Objective: Find every line in the records below that contains the word "building" and copy each of those lines.

________________________

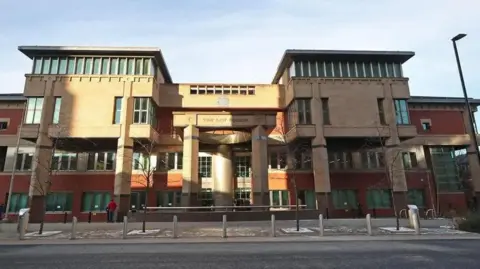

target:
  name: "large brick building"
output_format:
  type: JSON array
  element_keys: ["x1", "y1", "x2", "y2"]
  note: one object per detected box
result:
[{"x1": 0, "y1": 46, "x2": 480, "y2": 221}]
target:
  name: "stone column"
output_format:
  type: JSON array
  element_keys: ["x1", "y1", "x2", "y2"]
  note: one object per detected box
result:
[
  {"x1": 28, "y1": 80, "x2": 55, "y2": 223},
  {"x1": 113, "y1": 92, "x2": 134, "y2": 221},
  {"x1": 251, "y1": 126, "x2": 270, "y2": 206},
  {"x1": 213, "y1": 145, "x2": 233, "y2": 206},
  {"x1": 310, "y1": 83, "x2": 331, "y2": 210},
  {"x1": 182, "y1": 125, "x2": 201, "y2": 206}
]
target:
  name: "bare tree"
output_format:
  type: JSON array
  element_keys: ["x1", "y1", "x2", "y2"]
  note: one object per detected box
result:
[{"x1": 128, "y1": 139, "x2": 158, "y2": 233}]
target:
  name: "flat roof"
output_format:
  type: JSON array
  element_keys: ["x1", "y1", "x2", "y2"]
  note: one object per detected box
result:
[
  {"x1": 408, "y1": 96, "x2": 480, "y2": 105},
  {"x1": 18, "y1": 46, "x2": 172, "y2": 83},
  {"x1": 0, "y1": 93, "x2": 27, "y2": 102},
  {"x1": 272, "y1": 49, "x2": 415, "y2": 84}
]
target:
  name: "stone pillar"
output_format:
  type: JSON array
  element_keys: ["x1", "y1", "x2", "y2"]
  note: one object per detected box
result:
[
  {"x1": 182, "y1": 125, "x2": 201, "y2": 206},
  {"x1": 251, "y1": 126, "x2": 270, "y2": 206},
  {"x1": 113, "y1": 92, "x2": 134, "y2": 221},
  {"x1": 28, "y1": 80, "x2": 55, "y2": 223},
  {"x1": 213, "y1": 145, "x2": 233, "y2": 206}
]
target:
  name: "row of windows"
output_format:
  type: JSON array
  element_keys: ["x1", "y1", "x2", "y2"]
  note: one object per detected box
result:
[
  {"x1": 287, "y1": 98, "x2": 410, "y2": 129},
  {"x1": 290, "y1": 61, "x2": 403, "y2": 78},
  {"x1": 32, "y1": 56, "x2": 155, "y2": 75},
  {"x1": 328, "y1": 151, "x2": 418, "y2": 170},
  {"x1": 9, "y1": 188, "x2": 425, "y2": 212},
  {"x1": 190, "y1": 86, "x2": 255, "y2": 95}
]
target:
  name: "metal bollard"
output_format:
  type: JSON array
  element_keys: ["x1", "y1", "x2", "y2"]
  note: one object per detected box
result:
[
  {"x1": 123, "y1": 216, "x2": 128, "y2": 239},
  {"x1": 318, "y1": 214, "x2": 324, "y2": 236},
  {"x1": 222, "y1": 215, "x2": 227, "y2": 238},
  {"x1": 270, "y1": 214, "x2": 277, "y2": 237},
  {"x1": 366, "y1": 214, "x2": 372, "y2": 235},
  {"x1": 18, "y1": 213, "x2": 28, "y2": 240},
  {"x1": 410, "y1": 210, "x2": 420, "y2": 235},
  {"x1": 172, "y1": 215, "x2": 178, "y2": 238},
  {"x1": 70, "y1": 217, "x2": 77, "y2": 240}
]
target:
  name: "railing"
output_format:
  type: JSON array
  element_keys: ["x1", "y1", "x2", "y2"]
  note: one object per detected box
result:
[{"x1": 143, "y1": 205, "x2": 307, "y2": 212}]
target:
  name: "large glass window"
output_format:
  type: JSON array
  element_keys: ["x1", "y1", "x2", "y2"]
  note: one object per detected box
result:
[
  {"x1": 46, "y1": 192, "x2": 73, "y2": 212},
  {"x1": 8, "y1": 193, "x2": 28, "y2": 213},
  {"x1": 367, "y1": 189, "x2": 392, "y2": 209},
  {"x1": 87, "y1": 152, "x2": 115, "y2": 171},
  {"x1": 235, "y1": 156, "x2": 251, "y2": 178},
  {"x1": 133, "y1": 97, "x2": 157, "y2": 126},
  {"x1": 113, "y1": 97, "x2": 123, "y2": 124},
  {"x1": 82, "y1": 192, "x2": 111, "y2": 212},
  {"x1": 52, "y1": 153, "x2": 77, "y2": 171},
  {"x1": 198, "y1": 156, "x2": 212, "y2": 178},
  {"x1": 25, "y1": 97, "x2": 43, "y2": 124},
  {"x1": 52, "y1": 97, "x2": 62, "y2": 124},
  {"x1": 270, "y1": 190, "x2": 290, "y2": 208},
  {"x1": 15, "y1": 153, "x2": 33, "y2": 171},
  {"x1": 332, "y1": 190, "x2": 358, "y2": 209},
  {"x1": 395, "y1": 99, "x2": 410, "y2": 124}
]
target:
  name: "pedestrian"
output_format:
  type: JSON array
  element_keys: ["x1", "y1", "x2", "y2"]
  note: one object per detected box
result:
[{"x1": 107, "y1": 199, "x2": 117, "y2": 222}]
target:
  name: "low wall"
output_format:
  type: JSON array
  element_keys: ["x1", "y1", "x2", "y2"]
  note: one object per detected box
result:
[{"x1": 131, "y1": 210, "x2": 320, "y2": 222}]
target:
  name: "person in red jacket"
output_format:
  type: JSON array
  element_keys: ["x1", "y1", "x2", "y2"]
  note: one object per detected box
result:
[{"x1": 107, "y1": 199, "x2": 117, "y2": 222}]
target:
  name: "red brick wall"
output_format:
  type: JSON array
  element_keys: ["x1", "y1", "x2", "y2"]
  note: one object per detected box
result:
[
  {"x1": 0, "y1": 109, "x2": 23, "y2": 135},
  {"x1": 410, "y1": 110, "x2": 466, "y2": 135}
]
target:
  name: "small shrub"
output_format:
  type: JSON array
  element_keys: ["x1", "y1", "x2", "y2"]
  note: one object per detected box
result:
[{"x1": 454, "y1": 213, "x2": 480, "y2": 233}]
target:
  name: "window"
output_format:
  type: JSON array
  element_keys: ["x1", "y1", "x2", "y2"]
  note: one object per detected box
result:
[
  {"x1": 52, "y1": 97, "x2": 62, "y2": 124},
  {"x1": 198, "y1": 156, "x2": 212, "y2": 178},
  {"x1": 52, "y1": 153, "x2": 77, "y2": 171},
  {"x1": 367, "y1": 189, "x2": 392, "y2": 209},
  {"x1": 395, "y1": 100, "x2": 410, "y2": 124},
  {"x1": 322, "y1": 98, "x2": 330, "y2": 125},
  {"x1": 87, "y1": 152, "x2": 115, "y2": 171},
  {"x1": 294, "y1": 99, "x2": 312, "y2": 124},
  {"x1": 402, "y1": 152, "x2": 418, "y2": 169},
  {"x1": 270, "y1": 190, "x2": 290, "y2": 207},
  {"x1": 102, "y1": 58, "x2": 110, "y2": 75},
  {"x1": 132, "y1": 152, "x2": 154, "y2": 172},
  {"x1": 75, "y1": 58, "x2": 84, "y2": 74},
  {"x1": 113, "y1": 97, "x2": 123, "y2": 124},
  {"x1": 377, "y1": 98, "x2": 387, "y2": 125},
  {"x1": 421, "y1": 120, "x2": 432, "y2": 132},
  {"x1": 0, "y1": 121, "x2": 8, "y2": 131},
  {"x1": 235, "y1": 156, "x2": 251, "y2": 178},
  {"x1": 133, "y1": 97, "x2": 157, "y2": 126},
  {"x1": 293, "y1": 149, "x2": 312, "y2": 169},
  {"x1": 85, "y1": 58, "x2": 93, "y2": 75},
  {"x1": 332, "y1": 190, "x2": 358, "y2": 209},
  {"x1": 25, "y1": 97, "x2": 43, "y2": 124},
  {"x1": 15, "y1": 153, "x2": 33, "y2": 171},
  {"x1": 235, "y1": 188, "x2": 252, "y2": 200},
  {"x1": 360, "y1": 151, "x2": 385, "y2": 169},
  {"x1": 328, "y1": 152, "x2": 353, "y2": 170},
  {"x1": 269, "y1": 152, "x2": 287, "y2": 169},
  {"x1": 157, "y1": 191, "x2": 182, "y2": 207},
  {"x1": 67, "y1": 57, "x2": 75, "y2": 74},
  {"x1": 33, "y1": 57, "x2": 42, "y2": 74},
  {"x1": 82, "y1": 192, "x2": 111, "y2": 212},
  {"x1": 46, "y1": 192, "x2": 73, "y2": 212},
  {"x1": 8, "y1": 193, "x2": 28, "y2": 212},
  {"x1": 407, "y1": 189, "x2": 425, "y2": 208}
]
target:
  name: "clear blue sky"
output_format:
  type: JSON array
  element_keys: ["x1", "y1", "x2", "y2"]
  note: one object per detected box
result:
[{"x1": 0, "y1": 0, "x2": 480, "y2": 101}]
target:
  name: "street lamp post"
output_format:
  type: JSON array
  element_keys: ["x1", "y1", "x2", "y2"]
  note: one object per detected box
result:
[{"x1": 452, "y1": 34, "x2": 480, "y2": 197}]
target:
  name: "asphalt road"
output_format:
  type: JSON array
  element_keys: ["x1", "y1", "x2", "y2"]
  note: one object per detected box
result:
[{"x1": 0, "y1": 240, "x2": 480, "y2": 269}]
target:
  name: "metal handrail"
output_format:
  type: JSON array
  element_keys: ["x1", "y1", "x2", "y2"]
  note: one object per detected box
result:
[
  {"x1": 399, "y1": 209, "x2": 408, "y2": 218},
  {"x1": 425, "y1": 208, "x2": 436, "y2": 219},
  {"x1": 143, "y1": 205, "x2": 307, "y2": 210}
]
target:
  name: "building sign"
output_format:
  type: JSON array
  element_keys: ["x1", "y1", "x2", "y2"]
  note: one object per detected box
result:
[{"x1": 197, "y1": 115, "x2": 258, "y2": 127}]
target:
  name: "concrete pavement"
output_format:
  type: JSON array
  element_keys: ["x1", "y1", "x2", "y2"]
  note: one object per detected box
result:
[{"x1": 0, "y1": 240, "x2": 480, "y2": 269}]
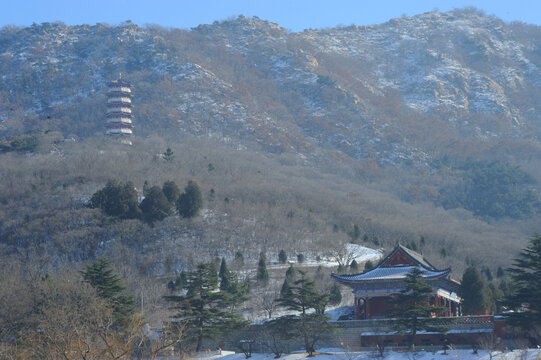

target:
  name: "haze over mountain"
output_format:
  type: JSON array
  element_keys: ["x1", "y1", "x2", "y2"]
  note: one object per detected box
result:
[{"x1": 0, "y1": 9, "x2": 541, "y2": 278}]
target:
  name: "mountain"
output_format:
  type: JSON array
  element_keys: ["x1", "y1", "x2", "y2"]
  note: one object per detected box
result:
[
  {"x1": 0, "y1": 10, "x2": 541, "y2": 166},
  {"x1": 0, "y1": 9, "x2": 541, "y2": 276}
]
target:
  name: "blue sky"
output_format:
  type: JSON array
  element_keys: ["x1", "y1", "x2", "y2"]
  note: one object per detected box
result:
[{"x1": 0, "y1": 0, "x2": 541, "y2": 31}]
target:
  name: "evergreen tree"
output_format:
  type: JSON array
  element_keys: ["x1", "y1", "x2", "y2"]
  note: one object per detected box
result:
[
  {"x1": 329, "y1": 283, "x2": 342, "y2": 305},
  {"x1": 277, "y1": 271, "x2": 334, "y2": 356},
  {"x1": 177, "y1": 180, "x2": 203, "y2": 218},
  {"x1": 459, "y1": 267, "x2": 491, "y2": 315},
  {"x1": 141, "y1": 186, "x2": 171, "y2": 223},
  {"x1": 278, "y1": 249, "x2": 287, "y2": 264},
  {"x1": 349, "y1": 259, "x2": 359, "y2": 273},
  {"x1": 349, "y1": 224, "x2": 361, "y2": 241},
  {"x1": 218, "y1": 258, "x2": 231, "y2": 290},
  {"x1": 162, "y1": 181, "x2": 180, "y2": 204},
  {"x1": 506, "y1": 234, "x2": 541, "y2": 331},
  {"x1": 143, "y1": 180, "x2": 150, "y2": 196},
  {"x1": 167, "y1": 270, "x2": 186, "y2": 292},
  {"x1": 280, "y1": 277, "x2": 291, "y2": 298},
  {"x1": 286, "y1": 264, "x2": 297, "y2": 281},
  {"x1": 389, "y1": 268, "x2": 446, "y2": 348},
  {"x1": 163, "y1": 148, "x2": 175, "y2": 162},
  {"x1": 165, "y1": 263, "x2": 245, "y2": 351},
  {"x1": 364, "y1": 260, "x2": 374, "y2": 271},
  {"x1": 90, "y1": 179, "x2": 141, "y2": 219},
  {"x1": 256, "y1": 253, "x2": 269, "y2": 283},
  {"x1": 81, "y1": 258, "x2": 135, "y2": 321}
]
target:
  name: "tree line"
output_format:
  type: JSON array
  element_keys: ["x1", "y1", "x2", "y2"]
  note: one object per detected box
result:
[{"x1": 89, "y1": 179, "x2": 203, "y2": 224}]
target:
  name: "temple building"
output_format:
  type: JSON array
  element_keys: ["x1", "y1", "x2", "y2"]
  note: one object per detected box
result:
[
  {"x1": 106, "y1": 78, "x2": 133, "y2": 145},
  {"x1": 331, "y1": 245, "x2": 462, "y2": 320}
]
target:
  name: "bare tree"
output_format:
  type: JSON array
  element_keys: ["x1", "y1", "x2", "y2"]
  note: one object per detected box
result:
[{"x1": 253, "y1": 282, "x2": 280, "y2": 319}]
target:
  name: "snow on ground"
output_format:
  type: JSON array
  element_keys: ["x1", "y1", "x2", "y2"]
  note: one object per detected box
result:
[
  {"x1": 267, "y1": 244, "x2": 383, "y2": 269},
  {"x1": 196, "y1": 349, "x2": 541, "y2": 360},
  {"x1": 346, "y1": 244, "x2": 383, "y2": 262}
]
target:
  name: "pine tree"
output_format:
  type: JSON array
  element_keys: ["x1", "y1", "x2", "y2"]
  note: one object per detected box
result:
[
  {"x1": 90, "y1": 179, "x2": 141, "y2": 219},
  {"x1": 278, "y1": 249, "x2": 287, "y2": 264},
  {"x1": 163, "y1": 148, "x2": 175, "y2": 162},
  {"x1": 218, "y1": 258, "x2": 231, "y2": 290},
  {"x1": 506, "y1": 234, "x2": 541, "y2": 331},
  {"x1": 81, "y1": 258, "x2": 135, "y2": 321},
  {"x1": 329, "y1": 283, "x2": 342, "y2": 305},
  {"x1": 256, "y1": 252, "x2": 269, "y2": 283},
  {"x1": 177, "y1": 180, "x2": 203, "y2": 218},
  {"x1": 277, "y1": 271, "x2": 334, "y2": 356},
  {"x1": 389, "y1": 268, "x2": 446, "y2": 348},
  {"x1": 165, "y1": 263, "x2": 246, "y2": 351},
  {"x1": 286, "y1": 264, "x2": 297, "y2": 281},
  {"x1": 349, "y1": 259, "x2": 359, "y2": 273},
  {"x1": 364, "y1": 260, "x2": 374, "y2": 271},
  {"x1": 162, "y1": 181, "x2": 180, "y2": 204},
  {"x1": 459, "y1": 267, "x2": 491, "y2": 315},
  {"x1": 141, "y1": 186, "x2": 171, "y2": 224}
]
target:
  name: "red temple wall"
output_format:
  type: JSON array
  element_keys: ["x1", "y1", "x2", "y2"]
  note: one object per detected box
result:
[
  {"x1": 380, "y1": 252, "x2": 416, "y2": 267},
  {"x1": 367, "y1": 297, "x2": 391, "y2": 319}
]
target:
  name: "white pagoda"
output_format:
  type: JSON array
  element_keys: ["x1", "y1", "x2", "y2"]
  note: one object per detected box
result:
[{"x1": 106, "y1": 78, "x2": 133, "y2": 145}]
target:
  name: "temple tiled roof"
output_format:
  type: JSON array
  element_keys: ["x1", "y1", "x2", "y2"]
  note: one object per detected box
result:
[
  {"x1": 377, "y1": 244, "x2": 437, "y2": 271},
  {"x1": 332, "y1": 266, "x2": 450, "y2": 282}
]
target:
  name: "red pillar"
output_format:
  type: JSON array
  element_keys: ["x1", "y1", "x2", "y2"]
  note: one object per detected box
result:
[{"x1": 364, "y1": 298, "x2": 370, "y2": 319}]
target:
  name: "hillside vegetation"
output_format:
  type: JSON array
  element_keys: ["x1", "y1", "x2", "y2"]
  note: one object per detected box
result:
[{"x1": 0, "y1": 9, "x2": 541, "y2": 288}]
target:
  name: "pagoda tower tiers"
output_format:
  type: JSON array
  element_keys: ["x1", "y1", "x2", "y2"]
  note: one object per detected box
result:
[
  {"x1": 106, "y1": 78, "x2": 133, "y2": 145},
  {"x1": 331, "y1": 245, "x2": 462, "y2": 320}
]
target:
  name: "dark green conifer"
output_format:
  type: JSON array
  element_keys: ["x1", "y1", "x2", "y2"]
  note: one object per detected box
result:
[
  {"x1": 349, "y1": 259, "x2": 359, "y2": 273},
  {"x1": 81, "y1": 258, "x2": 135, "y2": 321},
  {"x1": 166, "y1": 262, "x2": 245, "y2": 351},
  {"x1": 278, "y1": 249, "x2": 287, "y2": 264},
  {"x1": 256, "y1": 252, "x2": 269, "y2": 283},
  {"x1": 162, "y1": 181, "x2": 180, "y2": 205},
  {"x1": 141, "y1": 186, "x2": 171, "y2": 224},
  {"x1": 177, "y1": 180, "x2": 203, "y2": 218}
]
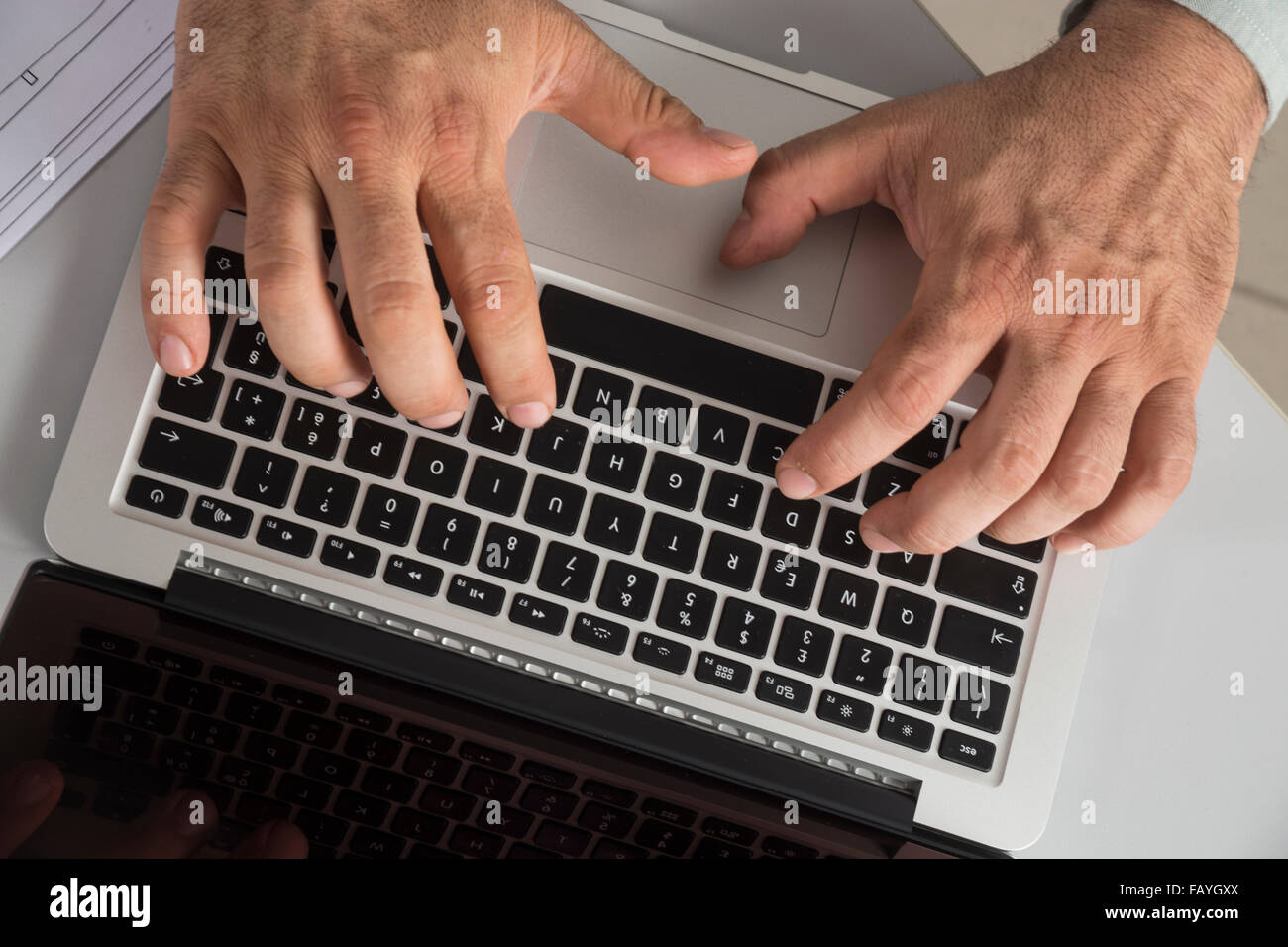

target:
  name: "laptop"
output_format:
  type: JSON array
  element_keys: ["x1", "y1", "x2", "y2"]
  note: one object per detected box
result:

________________________

Completed task:
  name: "large brick building"
  name: "building sign"
  name: "temple building"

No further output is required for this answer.